WRITTEN REQUEST – Return the lines below, reproducing each one verbatim and in its original order.

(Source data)
--------------------------------
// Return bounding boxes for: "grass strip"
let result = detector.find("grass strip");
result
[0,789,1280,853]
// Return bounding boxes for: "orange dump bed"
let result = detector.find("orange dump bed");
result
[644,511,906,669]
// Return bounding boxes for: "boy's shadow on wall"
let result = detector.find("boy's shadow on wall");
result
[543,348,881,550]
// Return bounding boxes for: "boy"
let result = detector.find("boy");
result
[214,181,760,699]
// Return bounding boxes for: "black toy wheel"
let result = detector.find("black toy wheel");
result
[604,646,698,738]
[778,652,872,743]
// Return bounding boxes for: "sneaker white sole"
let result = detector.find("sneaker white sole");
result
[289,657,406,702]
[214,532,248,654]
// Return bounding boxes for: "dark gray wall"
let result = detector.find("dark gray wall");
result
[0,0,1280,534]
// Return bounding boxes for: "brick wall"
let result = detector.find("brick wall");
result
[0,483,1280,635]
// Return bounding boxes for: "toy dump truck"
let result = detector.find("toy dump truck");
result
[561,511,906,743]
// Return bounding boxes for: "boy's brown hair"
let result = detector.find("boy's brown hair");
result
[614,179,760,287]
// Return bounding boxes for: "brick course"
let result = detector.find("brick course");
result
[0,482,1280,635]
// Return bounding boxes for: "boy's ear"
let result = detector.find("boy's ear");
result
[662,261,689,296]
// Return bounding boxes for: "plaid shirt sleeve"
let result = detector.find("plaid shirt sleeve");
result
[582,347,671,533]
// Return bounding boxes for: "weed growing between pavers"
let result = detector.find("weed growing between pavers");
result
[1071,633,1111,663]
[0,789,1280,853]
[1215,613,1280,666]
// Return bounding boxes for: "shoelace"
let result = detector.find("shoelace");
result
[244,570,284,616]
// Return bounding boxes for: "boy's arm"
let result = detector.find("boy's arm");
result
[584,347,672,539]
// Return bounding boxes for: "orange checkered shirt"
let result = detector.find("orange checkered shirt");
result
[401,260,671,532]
--------------------------------
COMPLETE RESPONSE –
// Return bounding boxes for: "grass strip"
let result = detector.find("grass strip");
result
[0,789,1280,853]
// Return bounding boxes for: "orange dump bed"
let result = detector.find("orange dump bed");
result
[644,511,906,669]
// Return bounding boxes for: "boy's shadow on wall"
let result = detector.find("boy's shadow on wall");
result
[543,348,881,550]
// Return bounding boxes for: "boy"
let result = detector.find("boy");
result
[214,181,760,699]
// Return bounding boxes for: "black toy wheel"
let result = detector.find("black toy wheel");
result
[604,646,698,738]
[778,652,872,743]
// Return bounding boxes for: "sneaker white sole"
let result = detector.find("sneaker white sole");
result
[289,657,406,702]
[214,532,248,654]
// Return bounding boxes for: "dark gray wall"
let result = detector.find("dark gray wall");
result
[0,0,1280,534]
// Return bounding boxes for: "brick wall"
let result = detector.find("brick wall");
result
[0,483,1280,635]
// Return bounding boxes for: "toy dump truck"
let result = detector.find("toy dump truck");
result
[561,511,906,743]
// Return bounding boxes for: "boy's brown hair"
let result = detector.find("boy's brown hair");
result
[614,179,760,287]
// Return bounding boxes for: "brick course"
let result = detector.find("brick course");
result
[0,482,1280,635]
// Return bounding boxes for: "boy's ear"
let result = detector.find("boy's ear");
result
[662,261,689,296]
// Return bounding boxes for: "plaid shirt sleeve"
let result = detector.find("plaid shirt sleeve");
result
[582,347,671,533]
// Return bounding boxes for: "weed growing between pavers"
let result = detector.find("weed growing between pavers");
result
[1071,633,1111,663]
[0,789,1280,853]
[1215,613,1280,666]
// Return bounding boxes for: "shoelace"
let result = detector.find("shoelace");
result
[244,570,284,616]
// Return bounding boxes for: "boy's arm"
let result = detector.find("boy's arm");
result
[584,347,672,539]
// Return bounding boxes for: "orange checkered shirt"
let result = detector.find("orange checkered shirt");
result
[401,260,671,532]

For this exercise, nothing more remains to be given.